Please work out how many lines in the entries contain "cake", then give that number with nothing added.
(Entries shown Opens)
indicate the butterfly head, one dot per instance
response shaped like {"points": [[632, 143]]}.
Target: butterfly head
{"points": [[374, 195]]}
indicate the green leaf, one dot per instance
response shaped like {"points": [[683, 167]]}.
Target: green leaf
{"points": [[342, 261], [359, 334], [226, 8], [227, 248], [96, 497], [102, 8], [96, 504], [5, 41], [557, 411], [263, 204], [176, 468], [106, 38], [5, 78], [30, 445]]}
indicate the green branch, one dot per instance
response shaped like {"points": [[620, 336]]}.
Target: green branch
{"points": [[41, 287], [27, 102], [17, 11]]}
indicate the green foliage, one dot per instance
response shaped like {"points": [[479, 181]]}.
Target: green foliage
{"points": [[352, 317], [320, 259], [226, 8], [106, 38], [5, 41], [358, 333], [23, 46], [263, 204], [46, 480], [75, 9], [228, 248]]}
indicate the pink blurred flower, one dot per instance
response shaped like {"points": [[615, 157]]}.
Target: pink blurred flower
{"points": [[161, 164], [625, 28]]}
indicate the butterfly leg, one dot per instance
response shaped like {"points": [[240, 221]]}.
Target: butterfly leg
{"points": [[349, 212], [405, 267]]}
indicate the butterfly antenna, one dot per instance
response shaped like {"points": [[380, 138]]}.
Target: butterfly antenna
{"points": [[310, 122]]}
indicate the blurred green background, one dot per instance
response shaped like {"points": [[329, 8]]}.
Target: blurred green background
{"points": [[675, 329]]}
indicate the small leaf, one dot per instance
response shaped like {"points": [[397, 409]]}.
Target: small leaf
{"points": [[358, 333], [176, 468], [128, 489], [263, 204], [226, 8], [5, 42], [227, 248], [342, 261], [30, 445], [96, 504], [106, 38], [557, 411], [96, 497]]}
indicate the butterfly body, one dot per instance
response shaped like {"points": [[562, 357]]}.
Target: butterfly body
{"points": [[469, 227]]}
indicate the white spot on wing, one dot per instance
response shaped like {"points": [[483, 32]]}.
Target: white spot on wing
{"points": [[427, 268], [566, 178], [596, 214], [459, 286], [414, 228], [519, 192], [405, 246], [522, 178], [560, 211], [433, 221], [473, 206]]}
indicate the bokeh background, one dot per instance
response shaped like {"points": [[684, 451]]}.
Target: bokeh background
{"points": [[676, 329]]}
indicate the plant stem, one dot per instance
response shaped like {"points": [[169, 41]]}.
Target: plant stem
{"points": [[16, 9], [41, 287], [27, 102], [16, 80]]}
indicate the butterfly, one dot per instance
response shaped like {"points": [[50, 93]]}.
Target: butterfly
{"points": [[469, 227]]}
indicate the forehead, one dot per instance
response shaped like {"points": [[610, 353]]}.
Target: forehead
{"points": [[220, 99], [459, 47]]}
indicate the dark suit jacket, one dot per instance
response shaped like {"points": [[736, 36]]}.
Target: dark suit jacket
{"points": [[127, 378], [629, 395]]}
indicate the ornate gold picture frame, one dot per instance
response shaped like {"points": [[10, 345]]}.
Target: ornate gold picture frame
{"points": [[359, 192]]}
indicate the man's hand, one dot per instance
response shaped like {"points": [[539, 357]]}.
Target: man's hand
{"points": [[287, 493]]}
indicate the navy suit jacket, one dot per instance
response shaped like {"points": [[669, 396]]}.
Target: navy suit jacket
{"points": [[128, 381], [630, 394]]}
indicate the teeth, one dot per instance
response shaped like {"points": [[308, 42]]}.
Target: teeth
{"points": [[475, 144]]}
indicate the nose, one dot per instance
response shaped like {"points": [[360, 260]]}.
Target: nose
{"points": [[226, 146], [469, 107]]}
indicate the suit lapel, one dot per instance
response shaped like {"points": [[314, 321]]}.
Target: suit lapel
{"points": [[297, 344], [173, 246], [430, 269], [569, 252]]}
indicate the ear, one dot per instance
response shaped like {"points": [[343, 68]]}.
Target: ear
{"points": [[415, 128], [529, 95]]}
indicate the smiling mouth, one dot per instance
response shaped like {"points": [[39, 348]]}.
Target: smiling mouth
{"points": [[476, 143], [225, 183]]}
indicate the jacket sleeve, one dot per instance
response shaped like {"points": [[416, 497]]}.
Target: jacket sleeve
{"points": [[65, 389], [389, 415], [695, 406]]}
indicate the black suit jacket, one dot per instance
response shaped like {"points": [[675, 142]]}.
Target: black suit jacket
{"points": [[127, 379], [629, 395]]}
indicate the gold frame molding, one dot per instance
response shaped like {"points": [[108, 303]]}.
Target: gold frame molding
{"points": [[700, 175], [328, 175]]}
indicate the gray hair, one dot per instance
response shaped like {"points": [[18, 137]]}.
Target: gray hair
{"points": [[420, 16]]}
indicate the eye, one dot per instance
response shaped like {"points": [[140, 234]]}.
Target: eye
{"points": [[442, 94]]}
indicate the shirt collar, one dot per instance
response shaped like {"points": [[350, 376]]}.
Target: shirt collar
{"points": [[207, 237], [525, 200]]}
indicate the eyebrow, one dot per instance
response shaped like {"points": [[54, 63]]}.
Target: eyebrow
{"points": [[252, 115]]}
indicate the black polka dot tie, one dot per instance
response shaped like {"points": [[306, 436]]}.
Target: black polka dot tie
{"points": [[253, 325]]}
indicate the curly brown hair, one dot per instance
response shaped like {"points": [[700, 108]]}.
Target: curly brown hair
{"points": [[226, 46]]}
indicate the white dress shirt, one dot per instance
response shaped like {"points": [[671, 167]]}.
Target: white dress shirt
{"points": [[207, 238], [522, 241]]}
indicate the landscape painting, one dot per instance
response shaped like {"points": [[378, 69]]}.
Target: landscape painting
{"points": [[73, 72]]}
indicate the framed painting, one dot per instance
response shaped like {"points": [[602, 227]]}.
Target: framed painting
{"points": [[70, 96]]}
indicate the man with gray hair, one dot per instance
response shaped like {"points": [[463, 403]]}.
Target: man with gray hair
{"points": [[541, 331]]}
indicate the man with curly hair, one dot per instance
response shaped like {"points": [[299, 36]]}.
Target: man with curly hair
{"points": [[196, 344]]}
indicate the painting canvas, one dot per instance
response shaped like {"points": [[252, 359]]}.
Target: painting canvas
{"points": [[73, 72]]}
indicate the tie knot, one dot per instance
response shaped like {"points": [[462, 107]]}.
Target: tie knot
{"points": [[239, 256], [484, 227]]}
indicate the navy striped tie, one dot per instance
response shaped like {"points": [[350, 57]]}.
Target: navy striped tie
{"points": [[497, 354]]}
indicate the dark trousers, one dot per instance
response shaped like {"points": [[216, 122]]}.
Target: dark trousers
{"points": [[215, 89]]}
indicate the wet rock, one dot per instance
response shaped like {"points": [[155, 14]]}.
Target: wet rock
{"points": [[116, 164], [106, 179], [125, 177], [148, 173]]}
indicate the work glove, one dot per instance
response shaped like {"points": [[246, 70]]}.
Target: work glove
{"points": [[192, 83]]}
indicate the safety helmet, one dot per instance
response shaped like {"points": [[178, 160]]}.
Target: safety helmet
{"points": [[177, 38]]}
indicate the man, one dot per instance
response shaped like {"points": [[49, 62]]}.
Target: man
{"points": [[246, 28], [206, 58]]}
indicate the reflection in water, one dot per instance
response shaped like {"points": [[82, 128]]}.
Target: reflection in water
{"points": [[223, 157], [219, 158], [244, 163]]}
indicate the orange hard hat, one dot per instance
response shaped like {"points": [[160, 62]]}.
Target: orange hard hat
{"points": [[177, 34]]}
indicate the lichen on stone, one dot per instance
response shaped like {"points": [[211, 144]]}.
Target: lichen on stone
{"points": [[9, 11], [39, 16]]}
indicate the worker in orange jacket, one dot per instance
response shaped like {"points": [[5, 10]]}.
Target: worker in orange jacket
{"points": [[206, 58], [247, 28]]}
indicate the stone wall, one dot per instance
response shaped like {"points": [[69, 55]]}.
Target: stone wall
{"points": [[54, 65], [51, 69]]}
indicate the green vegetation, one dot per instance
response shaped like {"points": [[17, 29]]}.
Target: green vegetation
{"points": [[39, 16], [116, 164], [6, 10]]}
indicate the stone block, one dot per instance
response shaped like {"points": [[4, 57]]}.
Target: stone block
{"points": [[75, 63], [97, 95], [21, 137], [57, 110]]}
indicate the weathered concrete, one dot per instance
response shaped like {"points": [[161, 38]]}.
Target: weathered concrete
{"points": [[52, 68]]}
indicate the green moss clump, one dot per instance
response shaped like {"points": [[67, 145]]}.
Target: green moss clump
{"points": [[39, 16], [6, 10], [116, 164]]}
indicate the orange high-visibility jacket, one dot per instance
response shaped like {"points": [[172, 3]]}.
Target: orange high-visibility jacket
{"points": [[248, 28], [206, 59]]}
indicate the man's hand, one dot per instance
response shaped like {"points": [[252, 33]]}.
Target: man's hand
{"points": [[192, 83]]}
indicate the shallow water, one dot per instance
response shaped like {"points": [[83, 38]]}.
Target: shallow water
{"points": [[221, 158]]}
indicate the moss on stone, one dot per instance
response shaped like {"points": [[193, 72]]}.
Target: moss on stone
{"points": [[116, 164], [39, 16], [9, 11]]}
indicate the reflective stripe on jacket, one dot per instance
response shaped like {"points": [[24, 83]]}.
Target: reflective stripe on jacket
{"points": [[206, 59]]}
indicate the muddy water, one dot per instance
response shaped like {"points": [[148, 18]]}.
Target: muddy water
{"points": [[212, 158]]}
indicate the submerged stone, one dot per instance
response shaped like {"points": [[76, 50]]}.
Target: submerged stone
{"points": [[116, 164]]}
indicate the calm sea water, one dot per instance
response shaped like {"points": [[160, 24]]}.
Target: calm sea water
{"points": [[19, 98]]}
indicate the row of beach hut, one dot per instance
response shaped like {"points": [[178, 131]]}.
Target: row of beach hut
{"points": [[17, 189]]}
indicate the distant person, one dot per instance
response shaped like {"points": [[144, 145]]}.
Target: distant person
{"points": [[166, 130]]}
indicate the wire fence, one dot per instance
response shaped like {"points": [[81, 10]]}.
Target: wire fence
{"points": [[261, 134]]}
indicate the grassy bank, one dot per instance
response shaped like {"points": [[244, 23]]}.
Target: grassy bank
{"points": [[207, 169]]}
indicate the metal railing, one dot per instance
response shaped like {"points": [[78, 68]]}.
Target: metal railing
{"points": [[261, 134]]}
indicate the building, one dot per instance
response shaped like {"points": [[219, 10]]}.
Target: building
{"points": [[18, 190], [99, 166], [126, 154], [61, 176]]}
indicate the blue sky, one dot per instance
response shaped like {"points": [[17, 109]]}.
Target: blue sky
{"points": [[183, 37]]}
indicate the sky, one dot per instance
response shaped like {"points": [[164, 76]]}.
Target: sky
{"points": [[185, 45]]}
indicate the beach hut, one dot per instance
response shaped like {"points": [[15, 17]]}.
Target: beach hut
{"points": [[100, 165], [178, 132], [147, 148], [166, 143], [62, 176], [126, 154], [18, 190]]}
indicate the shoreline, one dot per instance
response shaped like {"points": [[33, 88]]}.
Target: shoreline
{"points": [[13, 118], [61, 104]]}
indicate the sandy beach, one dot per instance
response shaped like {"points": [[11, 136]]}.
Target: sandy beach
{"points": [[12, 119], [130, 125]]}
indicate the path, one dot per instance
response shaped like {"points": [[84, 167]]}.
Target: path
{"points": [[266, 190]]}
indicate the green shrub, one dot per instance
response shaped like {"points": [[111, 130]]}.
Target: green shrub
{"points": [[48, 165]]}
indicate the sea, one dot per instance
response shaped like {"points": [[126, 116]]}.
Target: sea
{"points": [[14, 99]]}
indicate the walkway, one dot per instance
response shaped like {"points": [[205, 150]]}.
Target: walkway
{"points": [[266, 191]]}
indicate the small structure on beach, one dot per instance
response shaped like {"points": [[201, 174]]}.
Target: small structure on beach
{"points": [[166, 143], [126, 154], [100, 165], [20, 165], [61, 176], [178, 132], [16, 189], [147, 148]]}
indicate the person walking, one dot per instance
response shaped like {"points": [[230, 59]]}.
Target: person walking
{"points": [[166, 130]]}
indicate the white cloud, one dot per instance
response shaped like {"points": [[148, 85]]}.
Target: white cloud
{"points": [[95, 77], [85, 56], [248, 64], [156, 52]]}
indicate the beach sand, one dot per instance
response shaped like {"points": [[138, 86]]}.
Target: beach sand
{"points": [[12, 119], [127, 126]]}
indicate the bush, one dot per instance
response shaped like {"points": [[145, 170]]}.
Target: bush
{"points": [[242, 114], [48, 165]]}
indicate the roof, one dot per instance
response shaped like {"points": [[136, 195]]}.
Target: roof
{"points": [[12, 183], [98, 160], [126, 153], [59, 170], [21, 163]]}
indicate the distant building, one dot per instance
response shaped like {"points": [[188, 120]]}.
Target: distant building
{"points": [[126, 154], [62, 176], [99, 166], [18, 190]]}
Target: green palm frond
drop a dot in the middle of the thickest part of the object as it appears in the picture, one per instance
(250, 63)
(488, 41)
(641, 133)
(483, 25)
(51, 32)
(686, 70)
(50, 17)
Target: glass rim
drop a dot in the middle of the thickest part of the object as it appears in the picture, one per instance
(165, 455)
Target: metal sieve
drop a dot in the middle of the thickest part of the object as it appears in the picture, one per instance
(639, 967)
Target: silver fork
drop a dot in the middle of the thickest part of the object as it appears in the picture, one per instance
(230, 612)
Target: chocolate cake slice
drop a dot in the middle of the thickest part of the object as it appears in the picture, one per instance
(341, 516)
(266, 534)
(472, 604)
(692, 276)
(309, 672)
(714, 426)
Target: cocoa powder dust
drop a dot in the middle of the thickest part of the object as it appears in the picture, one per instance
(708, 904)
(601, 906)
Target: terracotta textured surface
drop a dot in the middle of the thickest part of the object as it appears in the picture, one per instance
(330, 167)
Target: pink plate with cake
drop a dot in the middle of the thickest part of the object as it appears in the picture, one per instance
(Entries shown Closes)
■ **Exercise result**
2